## TASK INSTRUCTIONS:
Reproduce every line of the records below in full, shifting each coordinate listed under "Pins:" by adding 58 to both of its numbers. Leave all other numbers as they are.

++++ INFORMATION SHOWN ++++

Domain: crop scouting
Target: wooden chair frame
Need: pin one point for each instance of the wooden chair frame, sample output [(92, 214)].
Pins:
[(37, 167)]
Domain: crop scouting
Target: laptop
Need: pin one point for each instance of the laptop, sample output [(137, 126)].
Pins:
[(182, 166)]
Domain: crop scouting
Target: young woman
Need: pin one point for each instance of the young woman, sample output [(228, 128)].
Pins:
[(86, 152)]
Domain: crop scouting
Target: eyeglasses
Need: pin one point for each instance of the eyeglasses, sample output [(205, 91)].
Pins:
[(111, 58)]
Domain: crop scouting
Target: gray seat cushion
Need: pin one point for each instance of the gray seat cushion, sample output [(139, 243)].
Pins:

++++

## WRITTEN ANSWER:
Domain: crop scouting
Target: wooden chair frame
Need: pin one point for each instance of the wooden chair frame, sample output [(92, 214)].
Pins:
[(95, 225)]
Domain: crop scouting
Target: laptop
Need: pin one point for each instance of the laptop, sample output [(137, 126)].
Pins:
[(240, 224)]
Domain: crop scouting
Target: young woman
Need: pin one point for each instance of the young woman, sample output [(228, 128)].
Pins:
[(144, 210)]
Domain: crop scouting
Target: eyeglasses
Need: pin one point for each instance of the eyeglasses, sample output [(205, 91)].
Pins:
[(169, 116)]
Domain: crop scouting
Target: gray seat cushion
Need: pin one point for each instance of the gray seat cushion, sample output [(139, 243)].
Pins:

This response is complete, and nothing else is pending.